**읽기 자료:**

------------

Text Analyis Word2Vec

5 minute read

본 posting 내용은 필자가 존경하는 minsuk-heo 님의 youtube 강의노트를 사용해서, Embedding 에 대한 나름의 정리를 하고자 한다.
(https://github.com/minsuk-heo/python_tutorial/blob/master/data_science/nlp/word2vec_tensorflow.ipynb)

Word2Vec

here I implement word2vec with very simple example using tensorflow
word2vec is vector representation for words with similarity

Collect Data

we will use only 10 sentences to create word vectors

corpus = ['king is a strong man', 
          'queen is a wise woman', 
          'boy is a young man',
          'girl is a young woman',
          'prince is a young king',
          'princess is a young queen',
          'man is strong', 
          'woman is pretty',
          'prince is a boy will be king',
          'princess is a girl will be queen']

쓸데없는 단어 제거…관용사 a 같은거..

def remove_stop_words(corpus):
    stop_words = ['is', 'a', 'will', 'be']
    results = []
    for text in corpus:
        tmp = text.split(' ')
        for stop_word in stop_words:
            if stop_word in tmp:
                tmp.remove(stop_word)

------------

**데이터 목록:**

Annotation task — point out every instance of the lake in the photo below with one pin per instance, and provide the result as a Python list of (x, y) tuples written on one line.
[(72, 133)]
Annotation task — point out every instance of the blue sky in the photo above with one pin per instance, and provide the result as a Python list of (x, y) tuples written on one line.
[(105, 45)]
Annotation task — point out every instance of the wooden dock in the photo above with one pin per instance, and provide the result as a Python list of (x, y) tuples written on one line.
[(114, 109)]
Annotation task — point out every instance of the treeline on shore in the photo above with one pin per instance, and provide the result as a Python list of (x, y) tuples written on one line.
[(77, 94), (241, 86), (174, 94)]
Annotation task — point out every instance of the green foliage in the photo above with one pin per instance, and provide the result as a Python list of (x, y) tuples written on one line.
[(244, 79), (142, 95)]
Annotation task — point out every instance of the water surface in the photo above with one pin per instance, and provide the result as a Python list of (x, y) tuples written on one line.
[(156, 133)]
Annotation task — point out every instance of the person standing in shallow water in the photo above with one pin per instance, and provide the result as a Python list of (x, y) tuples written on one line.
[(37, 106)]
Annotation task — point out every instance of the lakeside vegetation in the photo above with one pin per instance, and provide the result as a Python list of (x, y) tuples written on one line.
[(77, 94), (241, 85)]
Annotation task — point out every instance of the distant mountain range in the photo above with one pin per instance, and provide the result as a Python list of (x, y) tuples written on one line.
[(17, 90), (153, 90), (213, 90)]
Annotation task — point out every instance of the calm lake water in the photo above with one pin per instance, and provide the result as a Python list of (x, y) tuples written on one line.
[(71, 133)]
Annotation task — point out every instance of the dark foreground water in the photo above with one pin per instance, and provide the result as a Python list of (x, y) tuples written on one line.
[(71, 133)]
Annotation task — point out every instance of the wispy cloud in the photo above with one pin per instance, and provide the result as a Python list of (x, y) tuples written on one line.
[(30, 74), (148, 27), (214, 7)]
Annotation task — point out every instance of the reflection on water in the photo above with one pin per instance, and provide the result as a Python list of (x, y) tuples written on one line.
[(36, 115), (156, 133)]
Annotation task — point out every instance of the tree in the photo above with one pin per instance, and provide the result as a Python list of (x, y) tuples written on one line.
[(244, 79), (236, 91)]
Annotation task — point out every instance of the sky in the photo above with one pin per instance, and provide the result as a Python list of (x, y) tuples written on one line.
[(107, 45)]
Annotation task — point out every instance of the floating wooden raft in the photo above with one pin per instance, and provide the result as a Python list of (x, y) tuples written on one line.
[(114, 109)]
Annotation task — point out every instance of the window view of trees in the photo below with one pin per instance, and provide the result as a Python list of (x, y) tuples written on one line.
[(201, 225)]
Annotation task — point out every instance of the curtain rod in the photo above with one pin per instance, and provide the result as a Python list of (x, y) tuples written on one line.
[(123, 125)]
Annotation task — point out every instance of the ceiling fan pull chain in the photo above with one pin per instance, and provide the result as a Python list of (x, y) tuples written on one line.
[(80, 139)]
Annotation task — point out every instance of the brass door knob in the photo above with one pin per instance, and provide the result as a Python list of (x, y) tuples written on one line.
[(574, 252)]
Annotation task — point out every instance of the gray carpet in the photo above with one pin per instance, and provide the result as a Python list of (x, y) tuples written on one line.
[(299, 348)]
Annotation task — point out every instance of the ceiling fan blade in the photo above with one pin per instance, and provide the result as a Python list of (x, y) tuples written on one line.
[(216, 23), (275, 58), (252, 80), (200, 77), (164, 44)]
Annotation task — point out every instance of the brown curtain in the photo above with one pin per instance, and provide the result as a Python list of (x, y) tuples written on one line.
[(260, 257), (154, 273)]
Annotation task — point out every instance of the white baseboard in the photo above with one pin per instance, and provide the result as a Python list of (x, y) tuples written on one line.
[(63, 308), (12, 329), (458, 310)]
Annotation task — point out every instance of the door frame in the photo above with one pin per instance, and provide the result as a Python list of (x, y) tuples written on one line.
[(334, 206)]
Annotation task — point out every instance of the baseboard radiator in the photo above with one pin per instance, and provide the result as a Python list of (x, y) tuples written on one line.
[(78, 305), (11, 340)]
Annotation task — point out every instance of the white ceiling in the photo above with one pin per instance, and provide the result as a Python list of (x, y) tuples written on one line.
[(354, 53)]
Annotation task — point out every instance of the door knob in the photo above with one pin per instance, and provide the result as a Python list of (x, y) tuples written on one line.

------------

**지시 사항:**
1 > Word2Vec 글에서 "쓸데없는 단어 제거…관용사"에서 시작해 "tmp = text.split(' ')"에서 끝나는 부분을 다시 쓰되, "tmp" 자리에 "tokens"를 바꿔 넣으십시오.
2 > Word2Vec 글을 마지막으로 제시된 줄 다음부터 이어서 쓰십시오.

**정답:**
1 >
쓸데없는 단어 제거…관용사 a 같은거..

def remove_stop_words(corpus):
    stop_words = ['is', 'a', 'will', 'be']
    results = []
    for text in corpus:
        tokens = text.split(' ')

2 >
        results.append(" ".join(tmp))
    
    return results

corpus = remove_stop_words(corpus)

## corpus 를 이후 unique 하게 정리해서, corpus 의 어휘사전을 만들면,
words = []
for text in corpus:
    for word in text.split(' '):
        words.append(word)

words = set(words)

words

{'boy',
 'girl',
 'king',
 'man',
 'pretty',
 'prince',
 'princess',
 'queen',
 'strong',
 'wise',
 'woman',
 'young'}

data generation

we will generate label for each word using skip gram. - wor2Vec 의 알고리즘 중 하나
※ wor2vec : Embedding 기법의 한 종류이고, target 을 인접한 neighbor 단어들로 잡는다.

word2int = {}
## 단어 사전 만들기, 단어에 정수 sequence 를 부여한다.
for i,word in enumerate(words):
    word2int[word] = i

sentences = []
for sentence in corpus: ## data의 1개의 smaple 씩, 그니깐, 1개의 문장씩 sentences 란 새로운 list 에 단어별로 list를 만든다.
    sentences.append(sentence.split())

cnt = 0 
for sentence in sentences:
    cnt +=1
    print("{}번째 문장 value:{} 그리고 총 length:{}".format(cnt,sentence,len(sentence)))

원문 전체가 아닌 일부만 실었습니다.